Tâche courte A:
Pouvez-vous recopier à l'identique les enregistrements, de la ligne contenant « Query: thin twig » jusqu'à la fin des enregistrements, ces deux bornes comprises ?
Tâche courte B:
Pourriez-vous poursuivre l'extrait consacré à l'artiste Martial Raysse à partir de l'endroit où il s'interrompt ?

Extrait du document:
Au milieu des murs blancs de l’exposition, de grands tableaux, dessins et sculptures forment le parcours impeccable d’un artiste à la vie créative riche. Entre collages pop et films expérimentaux, le visiteur peut se promener au fil des installations fluorescentes et colorées.
L’inventeur du pop art français
Né en 1936, Martial Raysse se tourne vers les arts plastiques dès son plus jeune âge. Dès 19 ans, il se lance dans la peinture. Il commence par réaliser des assemblages combinant des matériaux plastiques, détritus et objets neufs. En quelques années seulement, il devient l’un des meilleurs peintres abstraits de la Côte d’Azur. Après un voyage aux Etats-Unis et après avoir fait partie du pop art américain, il appartient, dès sa fondation en 1960, au mouvement des Nouveaux réalistes. C’est d’ailleurs à cette même période que l’artiste participe à l’exposition collective Dylaby au Stedelijk Museum d’Amsterdam aux côtés de Jean Tinguely, Daniel Spoerri et Niki de Saint-Phalle. L’événement se constitue comme un enchainement d’environnements conçus par des artistes.
Les années 60 sont le signe d’œuvres ultra colorées, la plupart sont inspirées de grands classiques de la peinture ou d’affiches publicitaires. En témoigne le détournement de La Grande Odalisque d’Ingres dans la série Made in Japan (ci-après). Raysse lui peint le visage en vert. Ce pastiche devient l’œuvre la plus connue de l’artiste. Entre couleurs écarlates, utilisation de néons et objets réutilisés, ses œuvres font preuve d’un succès éclatant. Il devient alors la grande star de l’art contemporain.

Données fournies:
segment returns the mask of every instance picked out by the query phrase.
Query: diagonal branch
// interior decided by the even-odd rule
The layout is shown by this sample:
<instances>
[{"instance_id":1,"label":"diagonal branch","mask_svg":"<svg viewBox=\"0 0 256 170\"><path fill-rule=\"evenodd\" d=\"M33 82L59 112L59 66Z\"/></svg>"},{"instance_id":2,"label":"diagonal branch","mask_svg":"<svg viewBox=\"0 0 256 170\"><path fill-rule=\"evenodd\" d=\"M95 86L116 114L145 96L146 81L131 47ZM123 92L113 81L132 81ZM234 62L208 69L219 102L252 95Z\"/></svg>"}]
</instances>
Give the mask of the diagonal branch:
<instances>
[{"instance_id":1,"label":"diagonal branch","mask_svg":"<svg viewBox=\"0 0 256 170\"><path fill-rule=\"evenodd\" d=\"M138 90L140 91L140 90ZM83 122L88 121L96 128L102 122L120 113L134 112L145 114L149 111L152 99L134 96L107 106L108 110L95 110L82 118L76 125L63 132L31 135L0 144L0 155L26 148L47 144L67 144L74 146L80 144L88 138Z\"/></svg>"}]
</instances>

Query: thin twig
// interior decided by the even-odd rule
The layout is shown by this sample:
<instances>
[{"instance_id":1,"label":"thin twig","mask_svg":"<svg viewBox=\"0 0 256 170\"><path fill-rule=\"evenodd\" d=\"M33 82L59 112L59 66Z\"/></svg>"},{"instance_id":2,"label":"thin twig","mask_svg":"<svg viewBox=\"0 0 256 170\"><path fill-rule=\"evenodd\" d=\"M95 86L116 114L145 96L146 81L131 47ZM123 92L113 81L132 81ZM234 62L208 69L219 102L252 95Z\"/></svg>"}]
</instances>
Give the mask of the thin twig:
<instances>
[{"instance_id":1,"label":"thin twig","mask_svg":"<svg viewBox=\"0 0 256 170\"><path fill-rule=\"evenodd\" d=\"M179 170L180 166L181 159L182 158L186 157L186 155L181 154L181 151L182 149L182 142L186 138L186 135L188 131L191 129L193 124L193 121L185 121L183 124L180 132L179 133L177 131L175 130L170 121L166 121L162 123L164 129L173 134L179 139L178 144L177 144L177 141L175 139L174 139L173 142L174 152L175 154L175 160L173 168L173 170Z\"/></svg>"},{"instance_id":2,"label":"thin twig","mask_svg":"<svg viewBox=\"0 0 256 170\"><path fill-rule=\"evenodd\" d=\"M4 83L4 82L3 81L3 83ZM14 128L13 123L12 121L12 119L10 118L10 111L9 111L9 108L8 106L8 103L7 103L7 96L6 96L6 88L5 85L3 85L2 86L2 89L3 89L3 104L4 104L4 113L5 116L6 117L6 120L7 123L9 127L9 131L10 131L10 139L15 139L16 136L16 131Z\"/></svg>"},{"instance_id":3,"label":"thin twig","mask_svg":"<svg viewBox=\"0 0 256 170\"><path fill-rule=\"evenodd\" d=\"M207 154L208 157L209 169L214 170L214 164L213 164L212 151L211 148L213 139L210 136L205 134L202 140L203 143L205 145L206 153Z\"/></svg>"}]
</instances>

Réponse finale A:
Query: thin twig
// interior decided by the even-odd rule
The layout is shown by this sample:
<instances>
[{"instance_id":1,"label":"thin twig","mask_svg":"<svg viewBox=\"0 0 256 170\"><path fill-rule=\"evenodd\" d=\"M33 82L59 112L59 66Z\"/></svg>"},{"instance_id":2,"label":"thin twig","mask_svg":"<svg viewBox=\"0 0 256 170\"><path fill-rule=\"evenodd\" d=\"M95 86L116 114L145 96L146 81L131 47ZM123 92L113 81L132 81ZM234 62L208 69L219 102L252 95Z\"/></svg>"}]
</instances>
Give the mask of the thin twig:
<instances>
[{"instance_id":1,"label":"thin twig","mask_svg":"<svg viewBox=\"0 0 256 170\"><path fill-rule=\"evenodd\" d=\"M179 170L180 166L181 159L182 158L186 157L186 155L181 154L181 151L182 149L182 142L186 138L186 135L188 131L191 129L193 124L193 121L185 121L183 124L180 132L179 133L177 131L175 130L170 121L166 121L162 123L164 129L173 134L179 139L178 144L177 144L177 141L175 139L174 139L173 142L174 152L175 154L175 160L173 168L173 170Z\"/></svg>"},{"instance_id":2,"label":"thin twig","mask_svg":"<svg viewBox=\"0 0 256 170\"><path fill-rule=\"evenodd\" d=\"M4 83L4 82L3 81L3 83ZM14 128L13 123L12 121L12 119L10 118L10 111L9 111L9 108L8 106L8 103L7 103L7 96L6 96L6 88L5 85L3 85L2 86L2 89L3 89L3 104L4 104L4 113L5 116L6 117L6 120L7 123L9 127L9 131L10 131L10 139L15 139L16 136L16 131Z\"/></svg>"},{"instance_id":3,"label":"thin twig","mask_svg":"<svg viewBox=\"0 0 256 170\"><path fill-rule=\"evenodd\" d=\"M207 154L208 157L209 169L214 170L214 164L213 164L212 151L211 148L213 139L210 136L205 134L202 140L203 143L205 145L206 153Z\"/></svg>"}]
</instances>

Réponse finale B:
C’est porté par cette gloire qu’il s’installe aux Etats-Unis. Quand il ne détourne pas des chefs d’œuvre, il met les femmes au cœur de son travail, notamment dans les courts-métrages qu’il conçoit. Jésus-Cola, réalisé en 1966, donne une nouvelle dimension parodique et plastique à sa production. Ici, le virtuose s’approprie le cinéma au même titre que les publicités et les tableaux anciens. Véritable expérience cosmique, les spectateurs de l’exposition sont incrédules en découvrant de prime abord le film. Face aux successions de scènes étranges et qui n’ont a priori pas de sens, ces derniers rient devant tant de fantaisie.
Martial Raysse aime déconcerter et c’est d’ailleurs ce qu’il avait aussi fait dans L’Appel des cimes – Tableau horrible (ci-dessous) un an plus tôt. L’ouvrage, constitué d’une montagne de couleurs désaccordées, surmontées d’un néon à la couleur blafarde, est l’antinomie de ce qu’il a accompli auparavant. D’ailleurs, il s’explique : « J’ai troqué la vie dans la couleur par les plastiques, les fluorescences, le néon, les lumières artificielles et maintenant les rapports faux, la dysharmonie, les tableaux avec erreurs, mal faits, affreux, le mauvais goût, l’horrible, enfin et surtout ce qui est artificiel. »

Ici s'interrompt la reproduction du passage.